**Текст документа**
----------------

3. Фронтовая Москва
3. Фронтовая Москва
В середине ноября началось новое немецкое наступление на Москву. Жизнь в осадной, вступавшей в жестокую зиму Москве становилась с каждым днем холодней, голодней и все более непохожей на мирную. Продуктовые карточки, 250 грамм хлеба в сутки на иждивенца. Мучительные заботы о дровах (добровские комнаты отапливались печами). Комендантский час. Стылые, мертвые окна. Ожидание бомбежек и недобрых вестей. Эта Москва в его стихах, написанных в декабре 41–го:
Не блещут кремлевские звезды.
Не плещет толпа у трибуны.
Будь зорок! В столице безлунной,
Как в проруби зимней, черно…
Лишь дальний обугленный воздух
Прожекторы длинные режут,
Бросая лучистые мрежи
Глубоко на звездное дно.
Давно догорели пожары
В пустынях германского тыла.
Давно пепелище остыло
И Новгорода, и Орла.
Огромны ночные удары
В чугунную дверь горизонта:
Враг здесь! Уже сполохом фронта
Трепещет окрестная мгла.
Когда ж нарастающим гудом
Звучнеют пустые высоты
И толпы в подземные соты
Спешат, бормоча о конце, —
Навстречу сверкают, как чудо,
Параболы звезд небывалых:
Зеленых, серебряных, алых
На тусклом ночном багреце.

----------------

**Задание 1**
Перепиши записи с самого начала до строки с "[562,121,629,135]" включительно, оставив запросы как есть. Координаты рамок в ответах умножь на 0,85 и округли до целых, половины вверх, а картинки в ответ не включай.

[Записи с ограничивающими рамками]
----------------

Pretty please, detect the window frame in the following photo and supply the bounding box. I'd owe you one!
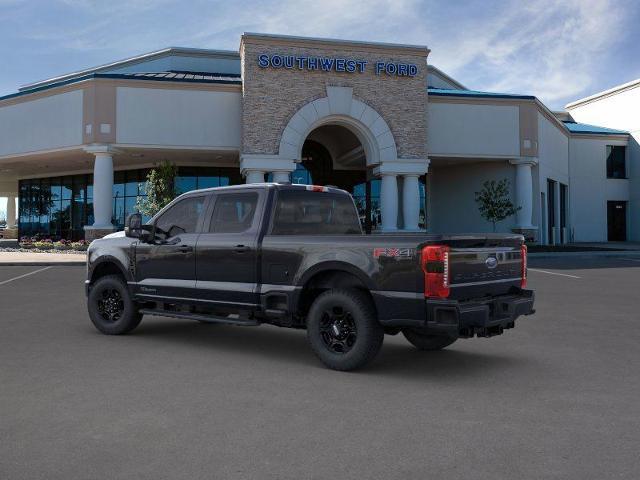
[266,188,365,237]
[149,193,211,238]
[201,188,267,235]
[604,145,629,180]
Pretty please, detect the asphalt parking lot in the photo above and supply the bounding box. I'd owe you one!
[0,257,640,480]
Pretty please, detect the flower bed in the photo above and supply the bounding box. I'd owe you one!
[14,237,89,253]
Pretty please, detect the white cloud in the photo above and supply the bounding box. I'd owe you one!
[424,0,627,107]
[0,0,637,107]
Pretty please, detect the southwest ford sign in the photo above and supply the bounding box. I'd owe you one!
[258,53,418,77]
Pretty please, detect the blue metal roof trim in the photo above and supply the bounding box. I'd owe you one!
[0,72,242,101]
[427,88,536,100]
[562,121,629,135]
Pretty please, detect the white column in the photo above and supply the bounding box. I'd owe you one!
[7,196,16,228]
[511,159,536,229]
[402,175,420,231]
[272,170,291,183]
[85,145,115,230]
[245,170,264,183]
[380,173,398,232]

----------------

**Задание 2**
Сколько хлеба в сутки получал по карточкам иждивенец во фронтовой Москве?

**Полный ответ 1**
Pretty please, detect the window frame in the following photo and supply the bounding box. I'd owe you one!
[226,160,310,201]
[127,164,179,202]
[171,160,227,200]
[513,123,535,153]
Pretty please, detect the asphalt parking lot in the photo above and supply the bounding box. I'd owe you one!
[0,218,544,408]
Pretty please, detect the flower bed in the photo above and supply the bounding box. I'd owe you one!
[12,201,76,215]
Pretty please, detect the white cloud in the photo above and supply the bounding box. I'd owe you one!
[360,0,533,91]
[0,0,541,91]
Pretty please, detect the southwest ford sign in the photo above and supply the bounding box. I'd owe you one!
[219,45,355,65]
Pretty please, detect the blue metal roof trim in the photo above and supply the bounding box. I'd owe you one!
[0,61,206,86]
[363,75,456,85]
[478,103,535,115]

**Полный ответ 2**
250 грамм хлеба в сутки.